-- start Text section --
For new readers

To get an idea of what I'm trying to do and why I think it's possible, check out the following entries, they'll help get you up to speed.

Friday, November 2, 2012

The men's health dilemma (a problem of equilibrium)

I'm thinking about sending a pitch to Men's Health magazine about some of my ideas and was checking out their online magazine.  They have lots of awesome pictures of really fit, smolderingly handsome dudes right below catchy titles like "learn the training secrets for going harder and longer."


First of all, there are no secrets.  Our culture has painted a picture for us in that we are led to believe that those images represent not only an attainable state (some of us may be able to get kinda close so this isn't an outright lie) but also a maintainable one. While this picture may not represent reality - the images sure are inspiring!
-- end Text section --
-- start Supplied data --
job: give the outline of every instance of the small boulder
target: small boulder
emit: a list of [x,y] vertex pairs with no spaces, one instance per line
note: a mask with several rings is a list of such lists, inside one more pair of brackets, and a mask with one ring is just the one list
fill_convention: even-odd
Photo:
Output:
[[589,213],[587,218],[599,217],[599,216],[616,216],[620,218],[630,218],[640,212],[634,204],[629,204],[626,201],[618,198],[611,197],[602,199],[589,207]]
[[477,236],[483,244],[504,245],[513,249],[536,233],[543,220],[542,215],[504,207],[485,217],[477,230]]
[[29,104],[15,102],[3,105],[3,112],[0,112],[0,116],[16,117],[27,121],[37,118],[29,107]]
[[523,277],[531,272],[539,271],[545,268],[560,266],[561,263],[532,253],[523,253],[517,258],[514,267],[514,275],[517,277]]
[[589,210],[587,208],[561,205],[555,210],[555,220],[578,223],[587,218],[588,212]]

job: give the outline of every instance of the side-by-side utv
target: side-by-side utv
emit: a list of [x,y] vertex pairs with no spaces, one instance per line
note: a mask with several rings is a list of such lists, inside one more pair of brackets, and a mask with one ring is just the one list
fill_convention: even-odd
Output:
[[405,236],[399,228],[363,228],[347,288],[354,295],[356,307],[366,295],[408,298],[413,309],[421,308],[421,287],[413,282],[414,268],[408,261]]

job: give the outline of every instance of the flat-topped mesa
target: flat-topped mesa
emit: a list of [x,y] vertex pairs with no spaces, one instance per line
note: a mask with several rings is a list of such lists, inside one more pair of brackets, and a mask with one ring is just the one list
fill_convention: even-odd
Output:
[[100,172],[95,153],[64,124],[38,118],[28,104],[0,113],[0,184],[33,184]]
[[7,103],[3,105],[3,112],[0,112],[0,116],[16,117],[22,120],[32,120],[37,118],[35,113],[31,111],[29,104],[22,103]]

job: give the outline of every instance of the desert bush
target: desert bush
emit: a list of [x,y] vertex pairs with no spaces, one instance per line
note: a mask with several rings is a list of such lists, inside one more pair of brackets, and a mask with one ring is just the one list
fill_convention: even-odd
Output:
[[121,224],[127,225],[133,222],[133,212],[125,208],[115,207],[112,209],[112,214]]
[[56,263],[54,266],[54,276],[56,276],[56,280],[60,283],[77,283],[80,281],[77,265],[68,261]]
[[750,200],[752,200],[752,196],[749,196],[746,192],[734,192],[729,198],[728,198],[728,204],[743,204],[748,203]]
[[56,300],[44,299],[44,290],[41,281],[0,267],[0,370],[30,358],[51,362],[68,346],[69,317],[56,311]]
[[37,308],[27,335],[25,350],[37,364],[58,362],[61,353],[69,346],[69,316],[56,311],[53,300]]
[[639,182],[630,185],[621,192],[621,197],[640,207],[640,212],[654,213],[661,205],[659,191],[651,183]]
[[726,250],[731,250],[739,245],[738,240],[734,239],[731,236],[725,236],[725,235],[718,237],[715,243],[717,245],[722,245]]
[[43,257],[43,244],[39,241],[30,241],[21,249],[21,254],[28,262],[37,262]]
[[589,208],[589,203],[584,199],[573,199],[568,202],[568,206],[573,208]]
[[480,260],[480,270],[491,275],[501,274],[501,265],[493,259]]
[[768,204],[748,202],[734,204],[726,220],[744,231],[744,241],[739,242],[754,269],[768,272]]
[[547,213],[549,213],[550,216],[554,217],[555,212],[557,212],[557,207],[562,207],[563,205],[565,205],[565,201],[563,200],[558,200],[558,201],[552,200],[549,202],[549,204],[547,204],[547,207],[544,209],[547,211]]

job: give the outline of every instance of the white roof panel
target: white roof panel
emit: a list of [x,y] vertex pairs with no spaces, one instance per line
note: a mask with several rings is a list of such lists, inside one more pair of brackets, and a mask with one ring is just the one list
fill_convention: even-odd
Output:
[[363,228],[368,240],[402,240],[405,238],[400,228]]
-- end Supplied data --
**Stated exercise A:**
Answer these about the men's health blog post:
(i) What date does the entry carry?
(ii) Which magazine is the writer thinking of pitching ideas to?
(iii) What does the writer say there are none of?
**Stated exercise B:** Carry the men's health blog post forward from its final sentence.

**Written response A:**
(i) Friday, November 2, 2012
(ii) Men's Health
(iii) Secrets

**Written response B:**
But is inspiration enough?  After all, most of us not only want to get there, we want to STAY there.  Inspiration is a short term motivator for most - encouraging us to start the journey from where we are to where we think we want to be.  And this journey is such a necessary first step, most folks never stop to think what will happen once they arrive and instead actually assume that just getting there is going to be the hard part.  


Wanna look these guys?  If you're you're like most people reading men's health - it'll take lots of work and dedication but you might be able to kinda close - at least a lot closer than when you started.  Just buy one of those $100+ workout programs,  Insanity, P90X, or whatever else comes next. You know, the programs that claim to be revolutionary but are really just a repackaging** (see below) of the well known and easy to guarantee wisdom of "work your ass off and you will get fitter" (in full HD and explained by superhunks, of course).  And if you follow one of these programs, or any program that requires consistent hard work - you'll change and get fit (ripped, huge, faster, stronger, sexy, chiseled, capable, develop stamina, etc etc).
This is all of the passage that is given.